=== INPUT ROWS ===
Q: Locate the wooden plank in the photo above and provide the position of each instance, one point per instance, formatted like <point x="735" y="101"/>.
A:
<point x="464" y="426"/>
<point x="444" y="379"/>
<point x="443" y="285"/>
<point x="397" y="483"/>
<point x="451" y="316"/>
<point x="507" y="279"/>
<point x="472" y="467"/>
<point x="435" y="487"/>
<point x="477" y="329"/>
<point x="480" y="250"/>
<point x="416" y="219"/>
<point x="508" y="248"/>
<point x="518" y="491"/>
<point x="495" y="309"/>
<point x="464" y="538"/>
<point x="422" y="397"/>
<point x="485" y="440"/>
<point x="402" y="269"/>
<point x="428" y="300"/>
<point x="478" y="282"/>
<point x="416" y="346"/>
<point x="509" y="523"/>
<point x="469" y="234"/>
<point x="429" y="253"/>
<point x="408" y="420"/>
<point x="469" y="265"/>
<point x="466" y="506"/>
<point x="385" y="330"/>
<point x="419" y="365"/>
===
● **SET EXERCISE**: Can you retype each of the items above, unchanged?

● **SOLUTION TO THE EXERCISE**:
Q: Locate the wooden plank in the photo above and provide the position of each instance, one point per instance, formatted like <point x="735" y="101"/>.
A:
<point x="464" y="426"/>
<point x="444" y="379"/>
<point x="443" y="285"/>
<point x="397" y="483"/>
<point x="451" y="316"/>
<point x="507" y="279"/>
<point x="472" y="467"/>
<point x="435" y="487"/>
<point x="477" y="329"/>
<point x="480" y="250"/>
<point x="416" y="219"/>
<point x="508" y="248"/>
<point x="518" y="491"/>
<point x="495" y="309"/>
<point x="464" y="538"/>
<point x="422" y="397"/>
<point x="485" y="440"/>
<point x="402" y="269"/>
<point x="428" y="300"/>
<point x="478" y="282"/>
<point x="416" y="346"/>
<point x="509" y="523"/>
<point x="469" y="234"/>
<point x="429" y="253"/>
<point x="408" y="420"/>
<point x="469" y="265"/>
<point x="466" y="506"/>
<point x="385" y="330"/>
<point x="419" y="365"/>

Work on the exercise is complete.